**Stated goal:** Take the material below and write it all out again exactly.

[Pointing dataset records]

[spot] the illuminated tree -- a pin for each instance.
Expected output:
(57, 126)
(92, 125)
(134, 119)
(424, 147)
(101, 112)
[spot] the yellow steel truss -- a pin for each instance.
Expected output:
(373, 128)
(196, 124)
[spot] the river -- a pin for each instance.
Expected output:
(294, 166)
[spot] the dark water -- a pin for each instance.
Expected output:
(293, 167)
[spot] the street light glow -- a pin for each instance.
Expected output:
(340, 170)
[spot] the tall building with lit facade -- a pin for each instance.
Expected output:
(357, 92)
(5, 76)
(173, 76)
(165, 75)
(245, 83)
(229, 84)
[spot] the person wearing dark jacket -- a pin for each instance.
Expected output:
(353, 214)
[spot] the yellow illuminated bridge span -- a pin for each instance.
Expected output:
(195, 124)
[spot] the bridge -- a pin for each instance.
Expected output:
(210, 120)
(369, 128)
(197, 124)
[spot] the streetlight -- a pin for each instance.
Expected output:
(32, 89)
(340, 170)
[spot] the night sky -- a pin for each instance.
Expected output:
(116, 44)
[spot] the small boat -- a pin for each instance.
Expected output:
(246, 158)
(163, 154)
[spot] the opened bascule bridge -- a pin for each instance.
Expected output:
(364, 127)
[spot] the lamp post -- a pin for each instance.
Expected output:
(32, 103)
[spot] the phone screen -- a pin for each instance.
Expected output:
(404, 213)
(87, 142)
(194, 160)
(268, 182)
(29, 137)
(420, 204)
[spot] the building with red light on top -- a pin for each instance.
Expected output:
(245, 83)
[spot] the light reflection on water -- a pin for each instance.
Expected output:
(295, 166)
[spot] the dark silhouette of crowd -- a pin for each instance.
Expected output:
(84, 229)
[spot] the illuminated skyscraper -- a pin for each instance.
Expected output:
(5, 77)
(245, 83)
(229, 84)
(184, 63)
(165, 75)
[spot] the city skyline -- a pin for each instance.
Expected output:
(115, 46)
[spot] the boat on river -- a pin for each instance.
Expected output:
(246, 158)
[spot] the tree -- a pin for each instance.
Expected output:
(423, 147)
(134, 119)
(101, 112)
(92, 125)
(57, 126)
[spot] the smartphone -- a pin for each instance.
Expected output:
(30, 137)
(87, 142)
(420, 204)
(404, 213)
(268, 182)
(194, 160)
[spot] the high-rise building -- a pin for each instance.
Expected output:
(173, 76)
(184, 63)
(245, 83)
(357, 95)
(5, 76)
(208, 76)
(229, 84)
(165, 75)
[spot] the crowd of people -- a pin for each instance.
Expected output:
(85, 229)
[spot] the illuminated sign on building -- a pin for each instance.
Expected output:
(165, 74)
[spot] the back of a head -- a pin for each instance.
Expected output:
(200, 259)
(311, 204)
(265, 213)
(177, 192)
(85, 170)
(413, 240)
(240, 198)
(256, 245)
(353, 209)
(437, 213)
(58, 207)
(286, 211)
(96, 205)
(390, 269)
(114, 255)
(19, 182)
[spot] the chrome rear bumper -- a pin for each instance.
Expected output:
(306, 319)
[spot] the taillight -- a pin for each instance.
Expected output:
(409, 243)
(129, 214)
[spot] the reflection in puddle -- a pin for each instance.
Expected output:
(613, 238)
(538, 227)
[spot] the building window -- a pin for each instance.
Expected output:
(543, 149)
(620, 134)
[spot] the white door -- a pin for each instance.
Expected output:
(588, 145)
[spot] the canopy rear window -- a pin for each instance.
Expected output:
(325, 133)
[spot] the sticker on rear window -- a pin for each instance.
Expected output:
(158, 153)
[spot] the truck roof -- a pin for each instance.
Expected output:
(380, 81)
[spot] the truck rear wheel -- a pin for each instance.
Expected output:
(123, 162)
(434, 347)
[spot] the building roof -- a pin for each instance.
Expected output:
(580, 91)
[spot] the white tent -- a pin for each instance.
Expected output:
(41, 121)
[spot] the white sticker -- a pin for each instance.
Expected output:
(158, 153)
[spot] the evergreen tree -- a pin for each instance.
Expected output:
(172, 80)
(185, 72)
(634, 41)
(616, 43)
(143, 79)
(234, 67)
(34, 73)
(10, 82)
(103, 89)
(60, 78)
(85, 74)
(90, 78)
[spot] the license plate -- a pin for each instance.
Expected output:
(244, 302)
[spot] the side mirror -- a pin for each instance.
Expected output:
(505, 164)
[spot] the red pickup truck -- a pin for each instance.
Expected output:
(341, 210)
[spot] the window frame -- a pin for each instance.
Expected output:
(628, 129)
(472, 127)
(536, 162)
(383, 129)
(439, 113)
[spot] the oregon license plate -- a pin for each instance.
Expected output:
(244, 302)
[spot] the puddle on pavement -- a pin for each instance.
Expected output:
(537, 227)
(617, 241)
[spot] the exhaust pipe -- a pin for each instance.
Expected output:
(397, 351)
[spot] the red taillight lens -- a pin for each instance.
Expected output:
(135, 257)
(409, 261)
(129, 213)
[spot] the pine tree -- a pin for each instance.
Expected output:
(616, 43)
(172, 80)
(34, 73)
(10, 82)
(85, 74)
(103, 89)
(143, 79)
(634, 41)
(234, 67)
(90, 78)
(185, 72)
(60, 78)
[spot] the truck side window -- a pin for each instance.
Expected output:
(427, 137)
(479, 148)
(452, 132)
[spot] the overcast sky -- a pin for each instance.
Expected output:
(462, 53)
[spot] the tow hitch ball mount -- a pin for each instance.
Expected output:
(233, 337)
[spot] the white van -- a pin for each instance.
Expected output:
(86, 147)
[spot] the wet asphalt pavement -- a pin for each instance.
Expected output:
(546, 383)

**Written answer:**
[spot] the illuminated tree -- a pin for each instance.
Expected output:
(57, 126)
(92, 125)
(134, 119)
(424, 147)
(101, 112)
[spot] the yellow steel truss -- a pin for each instance.
Expected output:
(373, 128)
(196, 124)
[spot] the river -- a pin for each instance.
Expected output:
(294, 166)
[spot] the dark water -- a pin for each instance.
Expected output:
(293, 167)
[spot] the street light glow -- a pin for each instance.
Expected output:
(340, 170)
[spot] the tall building with lit facade -- a pin for each instance.
Expected output:
(357, 92)
(5, 76)
(173, 76)
(165, 75)
(245, 83)
(229, 84)
[spot] the person wearing dark jacket -- a pin for each instance.
Expected output:
(353, 214)
[spot] the yellow illuminated bridge span -- a pin for each instance.
Expected output:
(195, 124)
[spot] the bridge -- a pin for each instance.
Expected output:
(210, 120)
(369, 128)
(197, 124)
[spot] the streetlight -- a pin for each instance.
Expected output:
(32, 89)
(340, 170)
[spot] the night sky -- a pin for each instance.
Expected output:
(116, 44)
[spot] the small boat -- a pin for each instance.
Expected output:
(246, 158)
(163, 154)
[spot] the opened bascule bridge -- a pin for each instance.
Expected output:
(364, 127)
[spot] the lamp post -- a pin for each instance.
Expected output:
(32, 103)
[spot] the phone screen -- a pin for each instance.
Expected output:
(404, 213)
(87, 142)
(194, 160)
(268, 182)
(29, 137)
(420, 204)
[spot] the building with red light on top -- a pin for each instance.
Expected output:
(245, 83)
[spot] the light reflection on water -- a pin for each instance.
Expected output:
(295, 166)
[spot] the dark silhouette of crowd -- a pin for each instance.
Expected output:
(84, 229)
[spot] the illuminated skyscraper -- a pin for each instance.
Expected output:
(5, 77)
(245, 83)
(229, 84)
(184, 63)
(165, 75)
[spot] the city skyline -- a pin for each instance.
Expected output:
(115, 46)
[spot] the boat on river -- a pin for each instance.
Expected output:
(246, 158)
[spot] the tree -- a pin for each instance.
Expected output:
(423, 147)
(134, 119)
(101, 112)
(92, 125)
(57, 126)
[spot] the smartphone -- a pin for each instance.
Expected output:
(30, 137)
(87, 142)
(420, 204)
(404, 213)
(268, 182)
(194, 160)
[spot] the high-rise building -- a pin for each instance.
Expected output:
(173, 76)
(184, 63)
(245, 83)
(357, 95)
(5, 76)
(208, 76)
(229, 84)
(165, 75)
[spot] the crowd of people -- a pin for each instance.
Expected output:
(85, 229)
[spot] the illuminated sign on building -- a pin for each instance.
Expected output:
(165, 74)
[spot] the back of a head -- a pin for each instance.
Expected output:
(200, 259)
(311, 204)
(265, 213)
(177, 192)
(85, 170)
(413, 240)
(240, 198)
(256, 245)
(353, 209)
(437, 213)
(58, 207)
(286, 211)
(96, 205)
(390, 269)
(114, 255)
(19, 182)
[spot] the chrome rear bumper -- a pin for each instance.
Expected output:
(306, 319)
[spot] the taillight -- a pin for each instance.
Expected output:
(409, 243)
(129, 214)
[spot] the reflection in puddle -- a pin for each instance.
Expected output:
(613, 238)
(538, 227)
[spot] the building window -- a pin for each instance.
Expected output:
(543, 149)
(620, 134)
[spot] the white door -- a pin for each instance.
Expected output:
(588, 145)
[spot] the canopy rear window -- a pin for each instance.
Expected output:
(325, 133)
[spot] the sticker on rear window -- a pin for each instance.
Expected output:
(158, 153)
[spot] the truck roof -- a pin for each instance.
Expected output:
(380, 81)
[spot] the truck rear wheel -- a pin for each instance.
Expected output:
(123, 162)
(434, 347)
[spot] the building roof -- a pin for each instance.
Expected output:
(580, 91)
[spot] the white tent -- a pin for each instance.
Expected output:
(41, 121)
[spot] the white sticker -- a pin for each instance.
Expected output:
(158, 153)
[spot] the evergreen tree -- a pin for each instance.
Expected output:
(172, 80)
(185, 72)
(634, 41)
(616, 43)
(143, 79)
(234, 67)
(34, 73)
(10, 82)
(103, 89)
(60, 78)
(85, 74)
(90, 78)
[spot] the license plate -- a pin for each instance.
Expected output:
(244, 302)
[spot] the side mirror -- a pin for each instance.
Expected output:
(505, 164)
[spot] the red pickup truck -- a pin for each instance.
Expected output:
(341, 210)
[spot] the window frame -- a pin for each instance.
Expected output:
(628, 129)
(472, 127)
(536, 162)
(383, 129)
(439, 113)
[spot] the oregon license plate -- a pin for each instance.
Expected output:
(244, 302)
[spot] the puddle on pavement -- a pin for each instance.
Expected output:
(537, 227)
(617, 241)
[spot] the exhaust pipe -- a pin for each instance.
Expected output:
(397, 351)
[spot] the red taillight lens -- a pin for each instance.
Expected output:
(135, 257)
(409, 261)
(129, 213)
[spot] the pine tree -- a pin for each instance.
Expected output:
(616, 43)
(172, 80)
(34, 73)
(10, 82)
(85, 74)
(103, 89)
(143, 79)
(634, 41)
(234, 67)
(90, 78)
(185, 72)
(60, 78)
[spot] the truck side window -- a pin for each instance.
Expected output:
(427, 137)
(479, 148)
(452, 132)
[spot] the overcast sky -- a pin for each instance.
Expected output:
(462, 53)
[spot] the tow hitch ball mount -- a pin for each instance.
Expected output:
(233, 337)
[spot] the white van -- a pin for each instance.
Expected output:
(86, 147)
[spot] the wet asphalt pavement -- a pin for each instance.
Expected output:
(546, 383)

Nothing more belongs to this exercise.